SUPPLIED ENTRIES –
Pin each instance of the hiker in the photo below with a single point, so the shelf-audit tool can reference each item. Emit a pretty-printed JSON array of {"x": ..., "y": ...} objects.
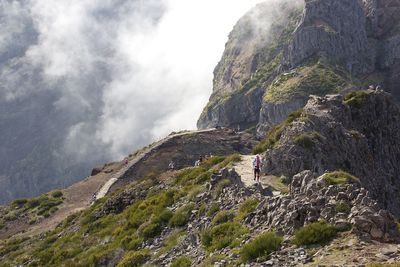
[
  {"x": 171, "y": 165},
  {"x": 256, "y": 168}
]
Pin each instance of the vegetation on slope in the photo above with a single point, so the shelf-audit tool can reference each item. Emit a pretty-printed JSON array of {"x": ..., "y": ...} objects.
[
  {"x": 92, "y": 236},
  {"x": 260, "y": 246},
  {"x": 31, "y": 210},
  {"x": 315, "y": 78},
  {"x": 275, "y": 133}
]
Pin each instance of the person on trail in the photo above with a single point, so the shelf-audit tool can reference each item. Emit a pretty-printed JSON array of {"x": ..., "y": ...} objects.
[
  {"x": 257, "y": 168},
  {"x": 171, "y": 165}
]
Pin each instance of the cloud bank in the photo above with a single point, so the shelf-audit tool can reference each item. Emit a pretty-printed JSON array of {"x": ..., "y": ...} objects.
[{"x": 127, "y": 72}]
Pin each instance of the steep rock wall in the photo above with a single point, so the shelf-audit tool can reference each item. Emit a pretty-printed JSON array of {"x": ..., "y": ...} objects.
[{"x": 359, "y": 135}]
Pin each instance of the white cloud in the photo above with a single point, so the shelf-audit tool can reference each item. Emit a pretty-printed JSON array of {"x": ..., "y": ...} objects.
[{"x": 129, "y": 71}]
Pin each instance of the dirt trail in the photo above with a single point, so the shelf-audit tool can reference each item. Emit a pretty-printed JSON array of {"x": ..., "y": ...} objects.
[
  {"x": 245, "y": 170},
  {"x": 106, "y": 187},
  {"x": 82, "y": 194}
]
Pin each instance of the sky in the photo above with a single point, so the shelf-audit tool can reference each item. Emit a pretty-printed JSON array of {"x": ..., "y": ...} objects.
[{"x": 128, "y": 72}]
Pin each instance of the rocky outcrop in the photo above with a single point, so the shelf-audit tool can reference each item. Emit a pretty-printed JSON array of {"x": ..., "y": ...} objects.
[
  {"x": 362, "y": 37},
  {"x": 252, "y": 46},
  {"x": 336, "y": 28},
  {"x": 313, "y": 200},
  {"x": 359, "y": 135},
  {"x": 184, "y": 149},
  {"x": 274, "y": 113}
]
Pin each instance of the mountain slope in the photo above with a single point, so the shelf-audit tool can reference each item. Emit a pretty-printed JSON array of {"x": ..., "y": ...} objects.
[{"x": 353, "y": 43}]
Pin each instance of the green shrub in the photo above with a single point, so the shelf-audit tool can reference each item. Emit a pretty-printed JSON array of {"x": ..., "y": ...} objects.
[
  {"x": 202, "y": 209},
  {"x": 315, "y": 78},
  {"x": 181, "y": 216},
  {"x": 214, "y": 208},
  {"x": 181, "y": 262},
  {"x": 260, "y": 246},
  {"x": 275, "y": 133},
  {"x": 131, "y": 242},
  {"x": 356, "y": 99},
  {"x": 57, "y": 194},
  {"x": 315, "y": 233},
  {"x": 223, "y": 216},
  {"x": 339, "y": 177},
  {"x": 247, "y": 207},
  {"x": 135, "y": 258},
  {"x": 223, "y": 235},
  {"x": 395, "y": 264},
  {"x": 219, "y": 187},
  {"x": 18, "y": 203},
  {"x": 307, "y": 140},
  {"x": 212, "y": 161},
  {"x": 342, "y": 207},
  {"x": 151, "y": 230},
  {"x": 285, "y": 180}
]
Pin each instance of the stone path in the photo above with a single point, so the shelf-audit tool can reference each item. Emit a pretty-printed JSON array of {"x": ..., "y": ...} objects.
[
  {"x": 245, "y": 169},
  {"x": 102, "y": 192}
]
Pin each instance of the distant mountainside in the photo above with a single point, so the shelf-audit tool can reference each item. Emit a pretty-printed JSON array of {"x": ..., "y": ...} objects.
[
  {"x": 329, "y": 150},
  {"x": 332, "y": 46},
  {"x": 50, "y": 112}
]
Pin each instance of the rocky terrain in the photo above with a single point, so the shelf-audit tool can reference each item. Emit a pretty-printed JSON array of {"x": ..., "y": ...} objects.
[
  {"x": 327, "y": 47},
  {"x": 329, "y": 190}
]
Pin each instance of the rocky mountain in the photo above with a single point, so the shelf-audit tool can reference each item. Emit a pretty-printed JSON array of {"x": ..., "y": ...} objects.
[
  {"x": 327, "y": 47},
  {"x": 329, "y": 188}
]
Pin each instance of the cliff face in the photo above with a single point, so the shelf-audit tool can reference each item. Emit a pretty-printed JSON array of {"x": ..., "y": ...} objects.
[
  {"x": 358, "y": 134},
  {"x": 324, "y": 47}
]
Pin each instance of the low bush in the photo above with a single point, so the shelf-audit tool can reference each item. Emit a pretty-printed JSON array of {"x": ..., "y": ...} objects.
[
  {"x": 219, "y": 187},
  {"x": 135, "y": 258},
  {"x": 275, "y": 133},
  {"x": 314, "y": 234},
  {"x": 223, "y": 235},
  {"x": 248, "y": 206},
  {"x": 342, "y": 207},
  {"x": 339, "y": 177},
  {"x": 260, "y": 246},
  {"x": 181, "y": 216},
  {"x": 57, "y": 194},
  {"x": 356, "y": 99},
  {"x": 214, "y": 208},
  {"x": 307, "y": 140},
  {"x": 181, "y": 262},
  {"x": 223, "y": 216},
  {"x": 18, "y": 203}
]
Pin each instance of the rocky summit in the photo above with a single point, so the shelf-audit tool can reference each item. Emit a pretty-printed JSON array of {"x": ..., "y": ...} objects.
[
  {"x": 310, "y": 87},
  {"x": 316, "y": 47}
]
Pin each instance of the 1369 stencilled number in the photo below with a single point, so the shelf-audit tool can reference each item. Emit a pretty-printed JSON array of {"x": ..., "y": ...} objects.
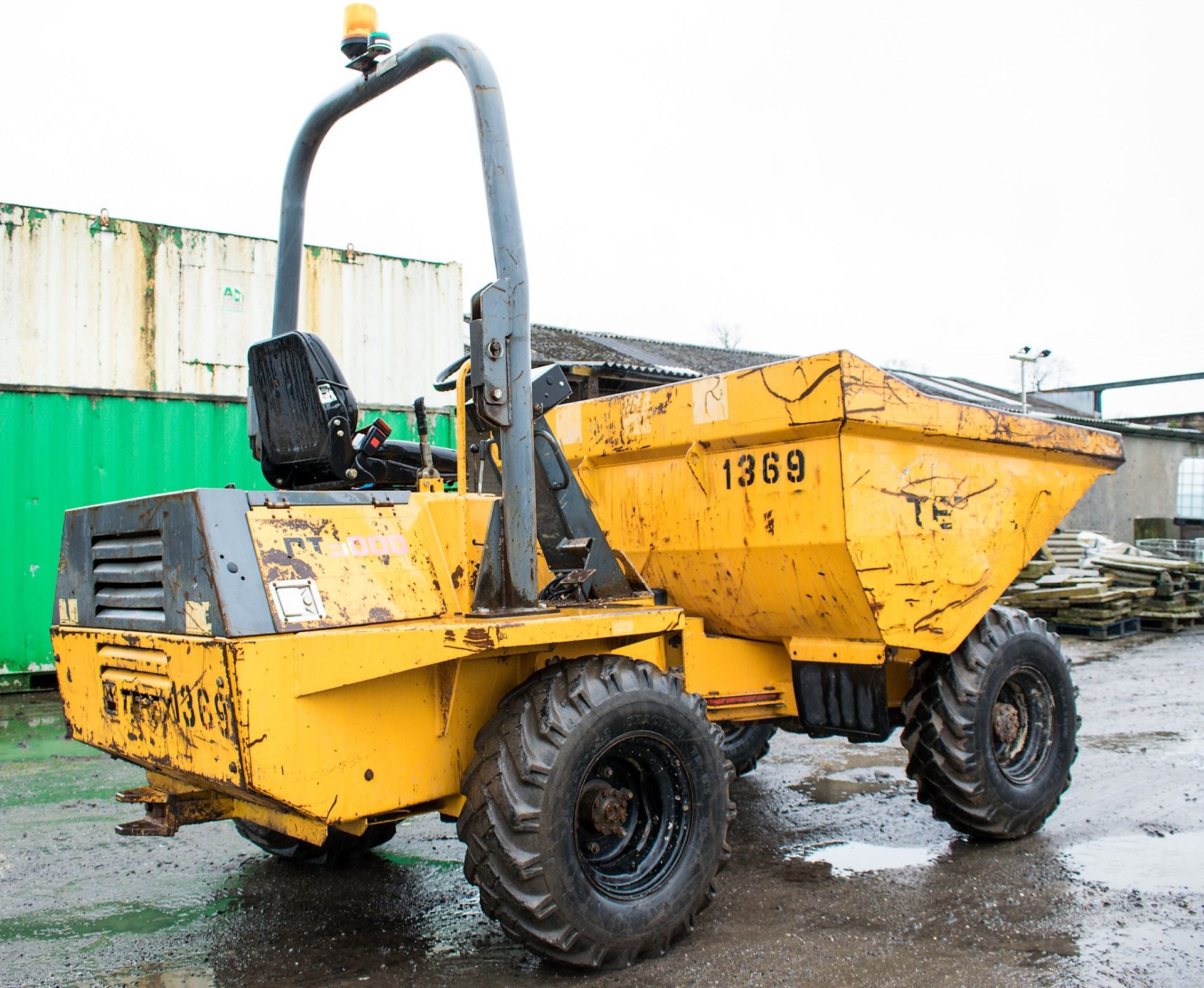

GOAL –
Please update all the records above by replacing "shelf-audit tool" with "mapping tool" and leaving everything else unchanged. Omit the pictures from your answer.

COMPLETED EXERCISE –
Pin each instance of the hiker in the photo below with a single point, so the mapping tool can reference each item. Emit a pretty-printed JSON array of {"x": ..., "y": ...} objects.
[
  {"x": 171, "y": 165},
  {"x": 256, "y": 168}
]
Pin each instance of the vegetation on slope in the photo above with a single point, so the mapping tool can reference each item. Emit a pretty-printed JSON array of {"x": ..., "y": ...} objects.
[
  {"x": 92, "y": 236},
  {"x": 260, "y": 246},
  {"x": 31, "y": 210},
  {"x": 315, "y": 78},
  {"x": 275, "y": 133}
]
Pin each instance of the person on trail in the photo above with a single point, so the mapping tool can reference each item. Emit a pretty-printed JSON array of {"x": ..., "y": ...} objects.
[
  {"x": 257, "y": 168},
  {"x": 171, "y": 165}
]
Pin each instance of the cloud bank in the photo above with a single point, so the mapping tool can reference each item. Emit a pretty-printed JSON array of {"x": ..., "y": ...} objects.
[{"x": 127, "y": 72}]
Pin each instance of the steep rock wall in the photo above with a single point, so the mapping tool can reference each item. Emit a pretty-printed JSON array of {"x": ..., "y": ...} objects.
[{"x": 359, "y": 135}]
Pin each instance of the white cloud in the photo above with a single point, so the mapping tool can reference each item. Emit a pretty-printed JSON array of {"x": ..., "y": ...} objects.
[{"x": 129, "y": 71}]
Pin each instance of the dirt trail in the photo above with a single point, so the mapping tool can reference each item. Emit a pretty-printed JSON array of {"x": ..., "y": ...} objects.
[
  {"x": 245, "y": 170},
  {"x": 106, "y": 187},
  {"x": 82, "y": 194}
]
Pin each instance of the sky in the photo above with a single point, so the mapping tool can reference each item. Emit a pretty-printed JSON array of {"x": ..., "y": ...} objects.
[{"x": 128, "y": 72}]
Pin each instance of the rocky outcrop in the photo above with a single point, so the mapping tool can reference each item. Emit a pretty-printed JSON array of {"x": ..., "y": ...} objects.
[
  {"x": 362, "y": 37},
  {"x": 252, "y": 46},
  {"x": 336, "y": 28},
  {"x": 313, "y": 200},
  {"x": 359, "y": 135},
  {"x": 184, "y": 149},
  {"x": 274, "y": 113}
]
Pin each instance of the mountain slope in the photo above with a single point, so the mapping tool can reference each item. Emit a pretty-printed JSON array of {"x": ..., "y": ...} objects.
[{"x": 353, "y": 43}]
Pin each instance of the green shrub in the photo above with a single point, so the mapping tool can reference each item. Emit a pretty-printed JSON array of {"x": ..., "y": ...} objects.
[
  {"x": 202, "y": 209},
  {"x": 315, "y": 78},
  {"x": 181, "y": 216},
  {"x": 214, "y": 208},
  {"x": 181, "y": 262},
  {"x": 260, "y": 246},
  {"x": 275, "y": 133},
  {"x": 131, "y": 242},
  {"x": 356, "y": 99},
  {"x": 57, "y": 194},
  {"x": 315, "y": 233},
  {"x": 223, "y": 216},
  {"x": 339, "y": 177},
  {"x": 247, "y": 207},
  {"x": 135, "y": 258},
  {"x": 223, "y": 235},
  {"x": 395, "y": 264},
  {"x": 219, "y": 187},
  {"x": 18, "y": 203},
  {"x": 307, "y": 140},
  {"x": 212, "y": 161},
  {"x": 342, "y": 207},
  {"x": 151, "y": 230},
  {"x": 285, "y": 180}
]
Pin each instance of the stone path in the photo above with a single point, so the mapping tool can reference each item. Emit a pretty-printed JSON array of {"x": ..., "y": ...} objects.
[
  {"x": 245, "y": 169},
  {"x": 102, "y": 192}
]
Pin each instance of the distant mountainside in the photo above with a single point, so the mapping tool can reference each item. Emit a pretty-printed JSON array of {"x": ..., "y": ...} objects.
[
  {"x": 329, "y": 150},
  {"x": 332, "y": 46},
  {"x": 50, "y": 112}
]
Pin each instance of the rocky terrain in the photo above with a single point, so the mapping tool can reference each item. Emit a pretty-printed JSON array of {"x": ..., "y": ...} objects.
[
  {"x": 327, "y": 47},
  {"x": 329, "y": 190}
]
Pin each instance of the rocky mountain in the photo above with a single point, so the mapping tool can reference each item. Emit a pretty-printed JSON array of {"x": ..., "y": ...} objects.
[
  {"x": 327, "y": 47},
  {"x": 329, "y": 188}
]
Pin each instance of the cliff face in the photo above with a single point, so the mapping tool can reference each item. Emit a pretty-printed JSON array of {"x": ..., "y": ...} objects.
[
  {"x": 358, "y": 134},
  {"x": 324, "y": 47}
]
Pin each instance of the low bush in the photo above with a single point, so the mapping tool can reference each item. Emit a pretty-printed JSON array of {"x": ..., "y": ...} objects.
[
  {"x": 219, "y": 187},
  {"x": 135, "y": 258},
  {"x": 275, "y": 133},
  {"x": 314, "y": 234},
  {"x": 223, "y": 235},
  {"x": 248, "y": 206},
  {"x": 342, "y": 207},
  {"x": 339, "y": 177},
  {"x": 260, "y": 246},
  {"x": 181, "y": 216},
  {"x": 57, "y": 194},
  {"x": 356, "y": 99},
  {"x": 214, "y": 208},
  {"x": 307, "y": 140},
  {"x": 181, "y": 262},
  {"x": 223, "y": 216},
  {"x": 18, "y": 203}
]
Pin each instance of the rocky summit in the photo above with a single point, so the mapping tool can reference each item. Emit a pretty-printed JSON array of {"x": ..., "y": ...} objects.
[
  {"x": 310, "y": 87},
  {"x": 316, "y": 47}
]
Pin each instance of the 1369 stencilled number in the photo below with a single point, so the mapping tool can reference each item. Emit a pretty-printed JSON array of {"x": ..., "y": ...} objects.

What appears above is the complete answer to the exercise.